◆ **Page text**

──────────

Webster, Texas — AFTER two years of infertility treatments -- from temperature monitoring and artificial inseminations to hormone injections and laparoscopic surgery -- Augusta Roman felt her last, best hope for bearing a child was only hours away. Her doctor had retrieved 13 eggs from her ovaries, and six had been fertilized with the sperm of her husband, Randy Roman.
Ten hours before the embryos were to be implanted in Augusta's womb, Randy emerged from their study and broke unfathomable news: Despite all she had endured, he couldn't go through with it.
The doctor's call announcing the creation of the embryos had crystallized nagging doubts about their marriage that he had harbored for years. He insisted on canceling the procedure and freezing the embryos while they attempted counseling to work through their differences.
"It was like somebody had just squeezed the life out of me," Augusta recalled. "My heart was heavy like it was going to bust."
Counseling failed, and in August 2003, 16 months after the canceled embryo transfer, the couple mediated the dissolution of their six-year marriage. She got the house in this Houston suburb, near NASA's Johnson Space Center, and most of the furnishings. He got the 32-inch Sony TV, a futon and dinette set, and the 1998 Honda Civic.
They could not agree, however, on the disposition of one piece of community property -- the three embryos of the original six that had survived the freezing process.

──────────

◆ **Data records**
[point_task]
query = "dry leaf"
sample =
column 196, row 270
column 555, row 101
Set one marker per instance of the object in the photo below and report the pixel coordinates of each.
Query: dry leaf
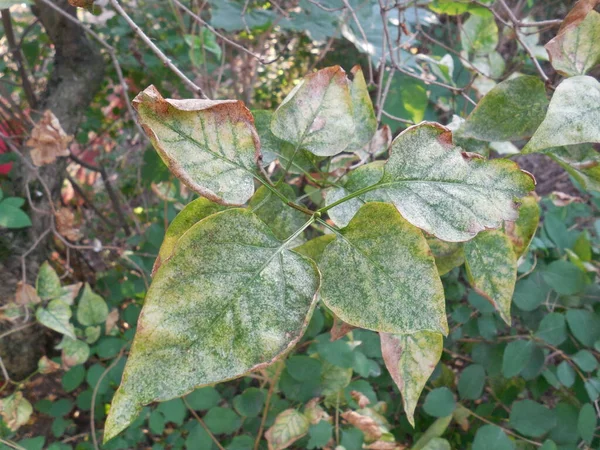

──────────

◆ **Exercise directions**
Answer these from the text about the Romans' frozen embryos:
1. How many eggs did the doctor retrieve from Augusta Roman's ovaries?
2. How long after the canceled embryo transfer did the couple mediate the dissolution of their marriage?
3. How many embryos survived the freezing process?

◆ **Answer below**
1. 13
2. 16 months
3. Three